◆ **EXERCISE DETAILS**
Transcribe all the records with complete accuracy.

◆ **RECORDS FOR THE EXERCISE**
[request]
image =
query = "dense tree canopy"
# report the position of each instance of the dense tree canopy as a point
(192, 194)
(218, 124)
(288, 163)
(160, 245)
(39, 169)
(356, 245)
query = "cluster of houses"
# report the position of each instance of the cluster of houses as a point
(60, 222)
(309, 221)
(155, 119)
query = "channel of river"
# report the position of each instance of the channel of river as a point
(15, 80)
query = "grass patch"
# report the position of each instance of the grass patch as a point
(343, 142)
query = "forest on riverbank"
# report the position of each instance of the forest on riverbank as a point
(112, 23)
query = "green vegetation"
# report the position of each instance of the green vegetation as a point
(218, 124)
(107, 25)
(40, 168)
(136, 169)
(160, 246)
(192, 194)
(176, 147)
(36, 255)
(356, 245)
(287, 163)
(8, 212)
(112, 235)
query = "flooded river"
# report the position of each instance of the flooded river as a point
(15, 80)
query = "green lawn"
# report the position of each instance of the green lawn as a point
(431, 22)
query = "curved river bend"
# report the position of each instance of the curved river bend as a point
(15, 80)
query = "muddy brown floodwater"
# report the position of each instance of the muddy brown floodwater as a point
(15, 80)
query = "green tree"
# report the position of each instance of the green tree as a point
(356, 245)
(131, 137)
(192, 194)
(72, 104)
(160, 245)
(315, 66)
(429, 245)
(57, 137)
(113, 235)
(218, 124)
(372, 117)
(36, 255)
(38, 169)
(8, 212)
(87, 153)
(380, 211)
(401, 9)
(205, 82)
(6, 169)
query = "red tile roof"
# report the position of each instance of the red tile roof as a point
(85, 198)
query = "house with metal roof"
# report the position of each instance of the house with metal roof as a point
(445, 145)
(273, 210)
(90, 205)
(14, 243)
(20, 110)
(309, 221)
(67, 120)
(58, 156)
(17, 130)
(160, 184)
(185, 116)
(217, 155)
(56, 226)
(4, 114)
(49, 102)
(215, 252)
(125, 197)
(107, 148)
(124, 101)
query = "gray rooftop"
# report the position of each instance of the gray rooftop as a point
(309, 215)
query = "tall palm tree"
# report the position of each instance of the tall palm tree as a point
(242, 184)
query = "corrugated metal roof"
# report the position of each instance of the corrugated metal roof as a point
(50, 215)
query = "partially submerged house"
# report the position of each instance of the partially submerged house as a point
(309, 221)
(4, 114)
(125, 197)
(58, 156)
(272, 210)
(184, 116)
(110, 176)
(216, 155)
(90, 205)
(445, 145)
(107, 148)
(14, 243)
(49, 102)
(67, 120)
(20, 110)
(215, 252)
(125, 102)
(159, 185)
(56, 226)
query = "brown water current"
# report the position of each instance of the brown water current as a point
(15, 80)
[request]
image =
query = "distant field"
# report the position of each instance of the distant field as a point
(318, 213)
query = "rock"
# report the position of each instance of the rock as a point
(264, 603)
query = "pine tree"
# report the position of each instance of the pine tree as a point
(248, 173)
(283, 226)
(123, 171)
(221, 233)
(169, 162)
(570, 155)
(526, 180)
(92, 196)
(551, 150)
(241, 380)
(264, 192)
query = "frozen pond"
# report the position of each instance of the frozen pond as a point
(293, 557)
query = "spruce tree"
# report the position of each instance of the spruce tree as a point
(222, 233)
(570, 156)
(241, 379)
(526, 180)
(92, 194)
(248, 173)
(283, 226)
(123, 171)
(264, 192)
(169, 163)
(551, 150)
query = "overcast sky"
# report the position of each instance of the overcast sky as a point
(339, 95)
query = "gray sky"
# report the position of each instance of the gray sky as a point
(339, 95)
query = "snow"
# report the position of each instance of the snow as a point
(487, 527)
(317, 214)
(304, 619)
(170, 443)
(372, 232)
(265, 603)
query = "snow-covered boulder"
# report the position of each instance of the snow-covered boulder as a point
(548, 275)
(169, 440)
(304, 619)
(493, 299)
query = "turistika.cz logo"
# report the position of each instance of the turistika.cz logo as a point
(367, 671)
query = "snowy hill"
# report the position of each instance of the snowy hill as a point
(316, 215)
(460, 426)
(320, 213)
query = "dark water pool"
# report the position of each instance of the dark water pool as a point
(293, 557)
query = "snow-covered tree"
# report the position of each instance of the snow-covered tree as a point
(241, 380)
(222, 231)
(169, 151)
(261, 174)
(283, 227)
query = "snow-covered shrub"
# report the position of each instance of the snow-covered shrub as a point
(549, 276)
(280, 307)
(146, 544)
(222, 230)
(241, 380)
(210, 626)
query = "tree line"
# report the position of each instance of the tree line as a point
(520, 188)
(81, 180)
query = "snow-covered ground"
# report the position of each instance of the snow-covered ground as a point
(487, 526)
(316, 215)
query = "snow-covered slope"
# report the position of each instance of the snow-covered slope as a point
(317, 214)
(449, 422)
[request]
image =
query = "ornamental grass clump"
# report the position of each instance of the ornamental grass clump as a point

◆ **EXERCISE OUTPUT**
[request]
image =
query = "dense tree canopy"
# report the position of each instance of the dense tree canopy as a point
(192, 194)
(218, 124)
(288, 163)
(160, 245)
(39, 169)
(356, 245)
query = "cluster of houses"
# report the position of each instance of the cluster of houses as a point
(60, 222)
(309, 221)
(155, 119)
query = "channel of river"
# report the position of each instance of the channel of river as a point
(15, 80)
query = "grass patch"
# report the position of each instance of the grass patch as a point
(343, 142)
query = "forest on riverbank"
# report the position of each instance of the forest on riverbank as a point
(112, 23)
query = "green vegetation"
# report the position of each instance of the green vegetation as a point
(218, 124)
(107, 25)
(40, 168)
(136, 169)
(160, 246)
(192, 194)
(176, 147)
(36, 255)
(356, 245)
(287, 163)
(8, 212)
(112, 235)
query = "flooded river"
# report the position of each instance of the flooded river as a point
(15, 80)
query = "green lawn"
# report the position of each instance of the green lawn as a point
(431, 22)
query = "curved river bend"
# report the position of each instance of the curved river bend as a point
(15, 80)
query = "muddy brown floodwater"
# report the position of each instance of the muddy brown floodwater as a point
(15, 80)
query = "green tree"
# report the position of each instance of the green tree as a point
(356, 245)
(131, 137)
(192, 194)
(72, 104)
(160, 245)
(315, 66)
(429, 245)
(57, 137)
(113, 235)
(218, 124)
(372, 117)
(36, 255)
(38, 169)
(8, 212)
(87, 153)
(380, 211)
(401, 9)
(205, 82)
(6, 169)
query = "red tile roof"
# report the position of each instance of the red tile roof as a point
(85, 198)
query = "house with metal roof"
# report the position of each instance of the house with metal roof as a point
(445, 145)
(273, 210)
(90, 205)
(14, 243)
(20, 110)
(309, 221)
(67, 120)
(58, 156)
(17, 130)
(160, 184)
(185, 116)
(217, 155)
(56, 226)
(4, 114)
(49, 102)
(215, 252)
(125, 197)
(107, 148)
(124, 101)
query = "gray rooftop"
# report the position of each instance of the gray rooftop as a point
(309, 215)
query = "tall palm tree"
# report the position of each instance of the tall palm tree as a point
(242, 184)
query = "corrugated metal roof"
# report the position of each instance of the corrugated metal roof as a point
(50, 215)
query = "partially submerged house"
# report the position of each instance of the partially submerged house as a point
(309, 221)
(4, 114)
(125, 197)
(58, 156)
(272, 210)
(184, 116)
(110, 176)
(216, 155)
(90, 205)
(445, 145)
(107, 148)
(14, 243)
(49, 102)
(67, 120)
(20, 110)
(215, 252)
(125, 102)
(159, 185)
(56, 226)
query = "brown water current"
# report the position of each instance of the brown water current as a point
(15, 80)
[request]
image =
query = "distant field"
# report the position of each instance of the distant field as a point
(318, 213)
query = "rock"
# report the position of each instance of the rock as a point
(264, 603)
query = "pine tree"
# report the position of each instance of the pine tree as a point
(248, 173)
(283, 226)
(123, 171)
(221, 233)
(169, 162)
(570, 155)
(526, 180)
(92, 196)
(551, 150)
(241, 380)
(264, 192)
query = "frozen pond"
# report the position of each instance of the frozen pond as a point
(293, 557)
query = "spruce tree"
# report the position of each instance of the spruce tree as a point
(222, 233)
(570, 156)
(241, 379)
(526, 180)
(92, 194)
(248, 173)
(283, 226)
(123, 171)
(264, 192)
(169, 163)
(551, 150)
query = "overcast sky"
# report the position of each instance of the overcast sky as a point
(339, 95)
query = "gray sky"
# report the position of each instance of the gray sky as a point
(339, 95)
query = "snow"
# report the position of each instance of the snow as a point
(487, 527)
(317, 214)
(304, 619)
(170, 443)
(372, 232)
(265, 603)
query = "snow-covered boulder"
# report the position of each instance of the snow-covered boulder as a point
(548, 275)
(169, 440)
(304, 619)
(493, 299)
query = "turistika.cz logo"
# report the position of each instance of the turistika.cz logo as a point
(367, 671)
query = "snowy hill"
# report the position of each instance of the snowy hill as a point
(316, 215)
(460, 426)
(320, 213)
query = "dark water pool"
# report the position of each instance of the dark water pool as a point
(293, 557)
query = "snow-covered tree"
# report the position of each instance of the snow-covered tree as a point
(241, 380)
(222, 231)
(169, 151)
(261, 174)
(283, 227)
query = "snow-covered shrub"
# report the position of each instance of the snow-covered shrub as a point
(549, 276)
(280, 307)
(146, 544)
(222, 230)
(241, 380)
(210, 626)
query = "tree line"
# report the position of each instance of the tree line as a point
(520, 188)
(81, 180)
query = "snow-covered ground"
# report the position of each instance of the snow-covered ground as a point
(487, 526)
(316, 215)
query = "snow-covered slope"
# report the position of each instance of the snow-covered slope as a point
(317, 214)
(449, 422)
[request]
image =
query = "ornamental grass clump"
# report the position of each instance of the ornamental grass clump as a point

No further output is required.